№3, 2015/Филология в лицах

«Бремя таланта». Бенедикт Сарнов

Будучи старше на двенадцать лет, Бенедикт Сарнов всегда был для меня примером в смысле возрастной физической формы. Еще недавно, глядя на него, я думал: «Надо же, и в его возрасте можно оставаться энергичным, остроумным, быстро схватывающим чужую мысль, да и выглядеть совершенно не старым, вполне жизнеспособным человеком!» Но года два назад или чуть раньше наступил перелом, старость взяла свое: и вот он стал плохо слышать, плохо видеть, не всегда сразу улавливать смысл сказанного собеседником. Последнее, впрочем, никак нельзя отнести к профессиональной сфере деятельности: здесь мысль его оставалась четкой и оценки точными. И все же — при всех признаках одолевшей его наконец старости — уход его оказался неожиданным. Внезапно начавшееся незначительное недомогание повлекло за собой череду все новых и новых недугов, с которыми он устал бороться.

Сарнов очень много успел сделать в последние годы. В последние годы он был потрясающе работоспособен. Может быть, колоссальная внутренняя усталость и стала причиной недомоганий и отсутствия воли к их преодолению.

Литературовед, издающий ежегодно по нескольку книг, — явление феноменальное. У Сарнова это было именно так. Только в 2013 году вышли его «Красные бокалы» (воспоминания об Окуджаве и других литературных друзьях и современниках), избранное Бориса Слуцкого, составленное и обстоятельно прокомментированное им, продолжалась работа над новой книгой воспоминаний, от которой, собственно, и отпочковались названные прежде «Красные бокалы».

А его фундаментальный четырехтомный труд «Сталин и писатели», ведь это тоже было сделано в последние годы!

А книга о Солженицыне!

Думаю, в этой постоянной, ежедневной работе он исчерпал свои физические и духовные возможности, щедро отпущенные ему природой.

Затрудняюсь сказать, когда я впервые увидел Бена Сарнова. По-видимому, это было на похоронах его близкого друга (и моего двоюродного брата) Бориса Балтера в июне 1974-го.

=====

**Задания**:
1) На сколько лет Бенедикт Сарнов был старше автора очерка о нем?
2) Пожалуйста, отредактируйте часть очерка о Сарнове от слов «А его фундаментальный» до слов «отпущенные ему природой.» включительно, заменив «фундаментальный» на «масштабный».

Записи с разметкой положения объектов
=====

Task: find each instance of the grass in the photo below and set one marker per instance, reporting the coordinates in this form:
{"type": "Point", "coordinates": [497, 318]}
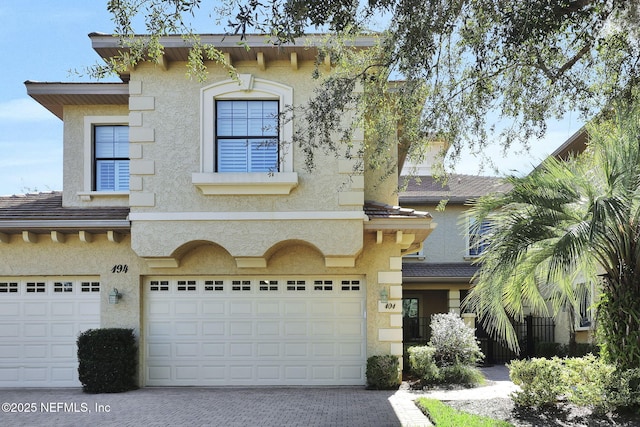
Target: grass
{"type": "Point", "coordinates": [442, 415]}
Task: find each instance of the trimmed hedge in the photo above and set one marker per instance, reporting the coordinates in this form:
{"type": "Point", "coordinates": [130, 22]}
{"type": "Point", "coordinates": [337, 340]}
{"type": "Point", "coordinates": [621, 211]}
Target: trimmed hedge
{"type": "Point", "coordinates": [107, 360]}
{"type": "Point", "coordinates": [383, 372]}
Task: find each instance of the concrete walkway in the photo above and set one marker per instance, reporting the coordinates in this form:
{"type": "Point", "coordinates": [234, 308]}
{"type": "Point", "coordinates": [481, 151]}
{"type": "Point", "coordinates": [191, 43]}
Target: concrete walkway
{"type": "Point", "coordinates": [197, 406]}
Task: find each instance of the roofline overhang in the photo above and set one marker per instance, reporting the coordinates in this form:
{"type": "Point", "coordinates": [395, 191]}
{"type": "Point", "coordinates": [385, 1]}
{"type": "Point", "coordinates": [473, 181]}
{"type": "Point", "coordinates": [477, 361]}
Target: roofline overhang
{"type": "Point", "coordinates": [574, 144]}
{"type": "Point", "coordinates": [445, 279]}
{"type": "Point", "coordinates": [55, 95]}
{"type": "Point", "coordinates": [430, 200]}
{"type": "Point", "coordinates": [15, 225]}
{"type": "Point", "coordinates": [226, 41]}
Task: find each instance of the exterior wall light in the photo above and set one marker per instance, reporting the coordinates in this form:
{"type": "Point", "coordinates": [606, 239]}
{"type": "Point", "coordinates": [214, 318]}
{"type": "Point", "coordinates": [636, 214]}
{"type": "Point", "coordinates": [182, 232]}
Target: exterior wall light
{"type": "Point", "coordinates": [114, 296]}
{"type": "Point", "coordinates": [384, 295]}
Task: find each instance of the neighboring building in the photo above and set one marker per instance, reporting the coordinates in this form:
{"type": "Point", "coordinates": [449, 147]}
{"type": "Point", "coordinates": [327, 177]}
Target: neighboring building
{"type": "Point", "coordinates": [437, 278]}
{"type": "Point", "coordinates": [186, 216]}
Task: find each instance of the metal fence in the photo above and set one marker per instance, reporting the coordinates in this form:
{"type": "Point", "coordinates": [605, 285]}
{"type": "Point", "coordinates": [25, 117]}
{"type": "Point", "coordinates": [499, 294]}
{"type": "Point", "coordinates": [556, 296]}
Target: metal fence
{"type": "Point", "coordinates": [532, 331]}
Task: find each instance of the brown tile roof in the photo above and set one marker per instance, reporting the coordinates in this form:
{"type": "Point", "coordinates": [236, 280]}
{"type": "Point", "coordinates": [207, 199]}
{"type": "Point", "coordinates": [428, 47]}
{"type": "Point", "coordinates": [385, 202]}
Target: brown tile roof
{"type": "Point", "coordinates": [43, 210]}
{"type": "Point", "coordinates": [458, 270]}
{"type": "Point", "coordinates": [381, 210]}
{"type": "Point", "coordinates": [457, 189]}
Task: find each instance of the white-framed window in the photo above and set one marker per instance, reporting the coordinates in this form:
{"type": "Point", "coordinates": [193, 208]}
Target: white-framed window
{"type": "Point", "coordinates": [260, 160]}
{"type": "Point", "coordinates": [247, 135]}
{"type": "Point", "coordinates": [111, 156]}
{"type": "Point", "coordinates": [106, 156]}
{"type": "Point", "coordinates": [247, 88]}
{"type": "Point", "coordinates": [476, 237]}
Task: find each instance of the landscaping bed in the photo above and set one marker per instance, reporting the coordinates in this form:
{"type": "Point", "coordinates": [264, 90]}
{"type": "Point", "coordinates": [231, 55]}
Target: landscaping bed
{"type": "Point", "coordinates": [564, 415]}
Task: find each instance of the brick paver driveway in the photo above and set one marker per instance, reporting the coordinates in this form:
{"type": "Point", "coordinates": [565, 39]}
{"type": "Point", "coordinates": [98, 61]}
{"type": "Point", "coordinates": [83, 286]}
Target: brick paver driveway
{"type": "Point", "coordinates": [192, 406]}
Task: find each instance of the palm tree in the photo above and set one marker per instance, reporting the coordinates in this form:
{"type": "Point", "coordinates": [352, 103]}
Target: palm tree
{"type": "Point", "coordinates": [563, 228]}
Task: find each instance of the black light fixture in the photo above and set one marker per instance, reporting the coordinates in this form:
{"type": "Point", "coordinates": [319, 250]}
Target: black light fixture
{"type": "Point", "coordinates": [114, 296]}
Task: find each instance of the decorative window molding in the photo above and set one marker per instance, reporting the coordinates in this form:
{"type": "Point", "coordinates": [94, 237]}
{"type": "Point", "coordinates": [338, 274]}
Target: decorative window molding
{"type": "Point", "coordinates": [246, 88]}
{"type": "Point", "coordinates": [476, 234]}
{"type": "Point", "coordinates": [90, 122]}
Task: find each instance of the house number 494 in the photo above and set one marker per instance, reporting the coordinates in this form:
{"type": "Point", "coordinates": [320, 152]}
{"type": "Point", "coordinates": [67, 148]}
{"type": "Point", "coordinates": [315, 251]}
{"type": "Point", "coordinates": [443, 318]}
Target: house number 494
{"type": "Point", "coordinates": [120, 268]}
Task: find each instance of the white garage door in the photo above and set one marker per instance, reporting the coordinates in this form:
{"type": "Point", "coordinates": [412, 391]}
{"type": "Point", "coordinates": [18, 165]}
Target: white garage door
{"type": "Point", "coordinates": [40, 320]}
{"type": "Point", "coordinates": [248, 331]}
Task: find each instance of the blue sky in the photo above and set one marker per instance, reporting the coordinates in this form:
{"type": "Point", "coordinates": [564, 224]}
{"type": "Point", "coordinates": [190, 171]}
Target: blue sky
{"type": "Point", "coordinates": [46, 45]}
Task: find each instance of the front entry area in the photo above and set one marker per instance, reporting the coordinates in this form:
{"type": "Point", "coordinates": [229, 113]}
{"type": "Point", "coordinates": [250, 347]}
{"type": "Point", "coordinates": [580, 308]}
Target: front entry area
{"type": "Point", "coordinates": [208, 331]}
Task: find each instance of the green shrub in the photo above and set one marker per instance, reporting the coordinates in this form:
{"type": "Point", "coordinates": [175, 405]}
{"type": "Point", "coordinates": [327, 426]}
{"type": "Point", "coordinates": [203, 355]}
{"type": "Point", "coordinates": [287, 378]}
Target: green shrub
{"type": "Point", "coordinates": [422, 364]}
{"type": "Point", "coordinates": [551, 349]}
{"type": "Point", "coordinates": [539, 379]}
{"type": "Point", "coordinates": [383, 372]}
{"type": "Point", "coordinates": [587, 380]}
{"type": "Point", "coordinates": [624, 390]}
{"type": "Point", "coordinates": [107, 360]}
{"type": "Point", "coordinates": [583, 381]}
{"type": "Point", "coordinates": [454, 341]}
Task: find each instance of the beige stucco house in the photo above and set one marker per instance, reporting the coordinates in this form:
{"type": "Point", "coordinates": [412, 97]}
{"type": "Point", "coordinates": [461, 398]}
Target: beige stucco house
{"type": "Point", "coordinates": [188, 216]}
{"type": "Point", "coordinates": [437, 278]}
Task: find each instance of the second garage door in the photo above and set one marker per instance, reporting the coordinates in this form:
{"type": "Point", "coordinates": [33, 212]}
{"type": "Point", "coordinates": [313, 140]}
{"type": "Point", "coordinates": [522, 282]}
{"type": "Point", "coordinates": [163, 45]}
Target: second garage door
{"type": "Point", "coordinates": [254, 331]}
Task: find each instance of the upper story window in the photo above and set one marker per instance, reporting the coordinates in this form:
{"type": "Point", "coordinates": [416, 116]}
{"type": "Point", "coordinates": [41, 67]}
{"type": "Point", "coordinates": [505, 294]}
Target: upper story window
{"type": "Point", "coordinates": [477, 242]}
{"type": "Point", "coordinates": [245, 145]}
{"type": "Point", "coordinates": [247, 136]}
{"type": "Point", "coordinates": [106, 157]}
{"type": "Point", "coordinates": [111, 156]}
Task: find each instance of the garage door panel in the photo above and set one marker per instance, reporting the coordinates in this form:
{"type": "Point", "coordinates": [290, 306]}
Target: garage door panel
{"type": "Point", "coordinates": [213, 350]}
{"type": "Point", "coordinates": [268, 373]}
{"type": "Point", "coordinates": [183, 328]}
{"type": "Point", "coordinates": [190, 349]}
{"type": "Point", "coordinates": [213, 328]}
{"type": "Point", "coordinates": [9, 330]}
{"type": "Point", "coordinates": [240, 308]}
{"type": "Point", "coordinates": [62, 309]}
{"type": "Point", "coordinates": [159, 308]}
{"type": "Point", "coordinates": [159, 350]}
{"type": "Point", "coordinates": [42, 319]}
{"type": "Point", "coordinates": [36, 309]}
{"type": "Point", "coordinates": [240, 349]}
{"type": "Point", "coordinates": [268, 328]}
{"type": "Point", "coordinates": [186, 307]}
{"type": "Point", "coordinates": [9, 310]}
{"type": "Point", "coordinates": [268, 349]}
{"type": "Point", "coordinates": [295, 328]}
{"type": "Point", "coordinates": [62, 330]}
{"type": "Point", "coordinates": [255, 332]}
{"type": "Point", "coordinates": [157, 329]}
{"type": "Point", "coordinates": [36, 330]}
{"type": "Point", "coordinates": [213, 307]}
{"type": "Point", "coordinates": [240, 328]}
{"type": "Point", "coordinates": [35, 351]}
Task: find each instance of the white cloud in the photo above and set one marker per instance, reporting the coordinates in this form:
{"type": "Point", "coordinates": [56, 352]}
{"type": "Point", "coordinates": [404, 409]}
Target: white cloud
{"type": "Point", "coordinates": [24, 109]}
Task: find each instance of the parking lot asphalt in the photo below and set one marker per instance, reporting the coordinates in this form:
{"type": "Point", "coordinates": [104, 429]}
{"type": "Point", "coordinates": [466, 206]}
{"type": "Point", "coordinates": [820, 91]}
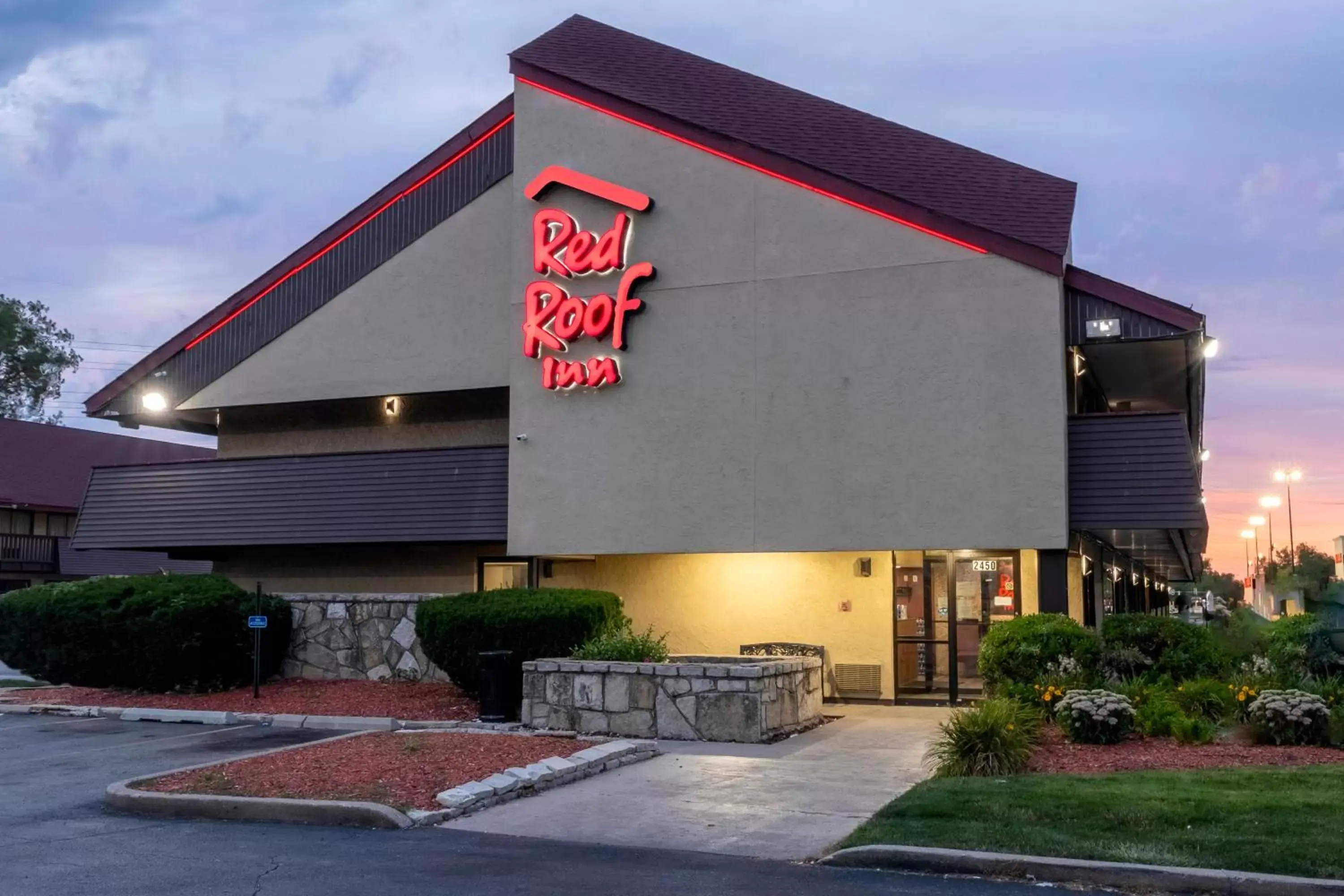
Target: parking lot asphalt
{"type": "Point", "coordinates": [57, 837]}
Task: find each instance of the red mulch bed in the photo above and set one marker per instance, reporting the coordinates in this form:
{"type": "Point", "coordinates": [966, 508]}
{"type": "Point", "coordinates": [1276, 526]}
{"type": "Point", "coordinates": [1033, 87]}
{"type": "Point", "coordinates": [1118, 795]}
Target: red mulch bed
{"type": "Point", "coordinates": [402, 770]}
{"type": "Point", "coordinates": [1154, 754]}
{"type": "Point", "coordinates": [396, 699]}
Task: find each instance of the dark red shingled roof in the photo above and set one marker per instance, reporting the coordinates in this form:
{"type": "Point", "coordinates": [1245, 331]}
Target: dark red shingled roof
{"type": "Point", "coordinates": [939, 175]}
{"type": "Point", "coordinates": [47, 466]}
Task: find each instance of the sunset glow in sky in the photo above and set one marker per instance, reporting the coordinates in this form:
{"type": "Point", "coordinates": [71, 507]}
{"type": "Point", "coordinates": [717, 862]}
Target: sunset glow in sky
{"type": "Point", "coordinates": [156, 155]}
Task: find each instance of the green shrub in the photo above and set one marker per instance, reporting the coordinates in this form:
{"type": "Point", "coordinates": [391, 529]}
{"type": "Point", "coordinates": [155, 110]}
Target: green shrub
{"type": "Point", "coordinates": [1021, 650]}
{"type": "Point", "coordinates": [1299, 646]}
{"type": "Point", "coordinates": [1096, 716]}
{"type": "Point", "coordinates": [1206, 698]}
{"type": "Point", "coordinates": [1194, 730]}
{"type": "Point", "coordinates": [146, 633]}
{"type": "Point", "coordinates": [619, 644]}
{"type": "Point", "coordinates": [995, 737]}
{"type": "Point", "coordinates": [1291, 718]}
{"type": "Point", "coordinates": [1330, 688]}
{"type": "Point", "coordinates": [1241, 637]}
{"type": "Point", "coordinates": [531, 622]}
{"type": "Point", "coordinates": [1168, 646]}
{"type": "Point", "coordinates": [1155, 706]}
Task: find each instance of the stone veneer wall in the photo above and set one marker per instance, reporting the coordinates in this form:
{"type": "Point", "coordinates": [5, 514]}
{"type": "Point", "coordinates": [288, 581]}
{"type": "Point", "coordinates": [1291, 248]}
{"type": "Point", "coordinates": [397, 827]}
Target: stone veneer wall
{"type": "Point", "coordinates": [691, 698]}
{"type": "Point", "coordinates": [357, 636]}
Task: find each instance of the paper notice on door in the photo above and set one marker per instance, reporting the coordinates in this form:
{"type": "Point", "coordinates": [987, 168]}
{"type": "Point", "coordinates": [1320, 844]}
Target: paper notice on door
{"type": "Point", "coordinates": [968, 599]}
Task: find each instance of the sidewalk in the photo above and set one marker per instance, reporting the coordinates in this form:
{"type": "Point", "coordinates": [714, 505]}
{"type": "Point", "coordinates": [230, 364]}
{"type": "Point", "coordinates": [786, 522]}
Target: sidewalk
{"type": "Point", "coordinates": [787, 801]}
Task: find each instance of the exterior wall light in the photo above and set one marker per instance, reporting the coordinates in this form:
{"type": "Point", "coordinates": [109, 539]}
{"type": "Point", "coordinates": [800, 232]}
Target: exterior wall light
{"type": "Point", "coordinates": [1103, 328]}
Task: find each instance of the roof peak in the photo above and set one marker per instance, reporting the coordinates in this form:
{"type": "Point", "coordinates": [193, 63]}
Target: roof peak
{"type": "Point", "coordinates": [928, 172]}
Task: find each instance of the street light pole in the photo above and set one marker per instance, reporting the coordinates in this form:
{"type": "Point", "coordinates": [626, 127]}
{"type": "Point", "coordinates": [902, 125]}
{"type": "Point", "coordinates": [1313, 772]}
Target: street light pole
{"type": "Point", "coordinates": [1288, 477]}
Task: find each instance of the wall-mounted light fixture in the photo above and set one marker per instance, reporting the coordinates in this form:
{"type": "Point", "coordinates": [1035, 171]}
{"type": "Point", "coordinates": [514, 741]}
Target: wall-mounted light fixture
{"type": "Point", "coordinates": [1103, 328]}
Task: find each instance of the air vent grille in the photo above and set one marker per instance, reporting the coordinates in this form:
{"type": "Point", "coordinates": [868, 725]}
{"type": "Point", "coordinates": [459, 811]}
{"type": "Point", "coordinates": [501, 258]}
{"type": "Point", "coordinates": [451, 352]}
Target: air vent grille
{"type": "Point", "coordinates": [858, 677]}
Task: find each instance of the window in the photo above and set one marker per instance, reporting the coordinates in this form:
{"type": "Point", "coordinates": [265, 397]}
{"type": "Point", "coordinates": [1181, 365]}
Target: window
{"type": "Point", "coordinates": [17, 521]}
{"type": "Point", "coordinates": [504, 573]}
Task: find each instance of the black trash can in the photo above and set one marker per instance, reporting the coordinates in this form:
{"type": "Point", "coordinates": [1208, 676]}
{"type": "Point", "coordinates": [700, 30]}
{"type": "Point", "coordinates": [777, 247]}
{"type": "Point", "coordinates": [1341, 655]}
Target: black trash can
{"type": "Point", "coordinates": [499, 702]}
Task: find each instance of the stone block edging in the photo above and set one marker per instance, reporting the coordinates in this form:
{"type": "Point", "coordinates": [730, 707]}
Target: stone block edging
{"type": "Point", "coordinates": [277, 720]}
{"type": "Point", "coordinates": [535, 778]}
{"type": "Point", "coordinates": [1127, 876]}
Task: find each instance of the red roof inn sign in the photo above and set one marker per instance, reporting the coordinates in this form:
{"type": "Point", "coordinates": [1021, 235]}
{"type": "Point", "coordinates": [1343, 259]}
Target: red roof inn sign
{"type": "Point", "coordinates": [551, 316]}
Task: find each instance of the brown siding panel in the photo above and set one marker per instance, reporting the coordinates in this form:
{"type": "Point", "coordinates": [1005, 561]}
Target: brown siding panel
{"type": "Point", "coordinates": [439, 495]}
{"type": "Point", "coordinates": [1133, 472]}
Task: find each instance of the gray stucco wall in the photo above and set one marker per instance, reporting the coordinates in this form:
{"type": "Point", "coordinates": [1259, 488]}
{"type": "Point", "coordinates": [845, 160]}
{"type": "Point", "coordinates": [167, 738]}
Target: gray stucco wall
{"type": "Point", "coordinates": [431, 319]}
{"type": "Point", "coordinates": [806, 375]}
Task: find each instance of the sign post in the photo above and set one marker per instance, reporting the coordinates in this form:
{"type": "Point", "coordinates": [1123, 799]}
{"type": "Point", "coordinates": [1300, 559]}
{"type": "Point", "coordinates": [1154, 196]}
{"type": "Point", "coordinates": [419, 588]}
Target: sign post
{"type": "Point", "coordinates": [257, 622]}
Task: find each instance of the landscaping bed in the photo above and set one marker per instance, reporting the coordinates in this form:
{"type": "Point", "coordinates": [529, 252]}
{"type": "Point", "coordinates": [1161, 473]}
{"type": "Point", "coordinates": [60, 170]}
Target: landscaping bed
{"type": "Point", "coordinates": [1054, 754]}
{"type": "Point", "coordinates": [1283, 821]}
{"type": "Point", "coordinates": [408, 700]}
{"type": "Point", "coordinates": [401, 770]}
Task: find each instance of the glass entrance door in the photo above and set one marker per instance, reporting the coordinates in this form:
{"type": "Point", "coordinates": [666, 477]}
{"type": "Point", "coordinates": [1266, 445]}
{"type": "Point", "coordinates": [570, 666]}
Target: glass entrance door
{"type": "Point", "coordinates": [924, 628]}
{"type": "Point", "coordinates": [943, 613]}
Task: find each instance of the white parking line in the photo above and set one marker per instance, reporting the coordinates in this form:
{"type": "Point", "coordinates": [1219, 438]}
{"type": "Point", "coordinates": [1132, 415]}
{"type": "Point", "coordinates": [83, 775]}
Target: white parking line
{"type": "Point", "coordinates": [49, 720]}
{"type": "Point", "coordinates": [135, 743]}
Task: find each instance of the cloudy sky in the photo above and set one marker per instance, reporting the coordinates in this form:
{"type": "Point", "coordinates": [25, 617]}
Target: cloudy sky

=====

**Ответы**:
1) На двенадцать лет.

2)
А его масштабный четырехтомный труд «Сталин и писатели», ведь это тоже было сделано в последние годы!

А книга о Солженицыне!

Думаю, в этой постоянной, ежедневной работе он исчерпал свои физические и духовные возможности, щедро отпущенные ему природой.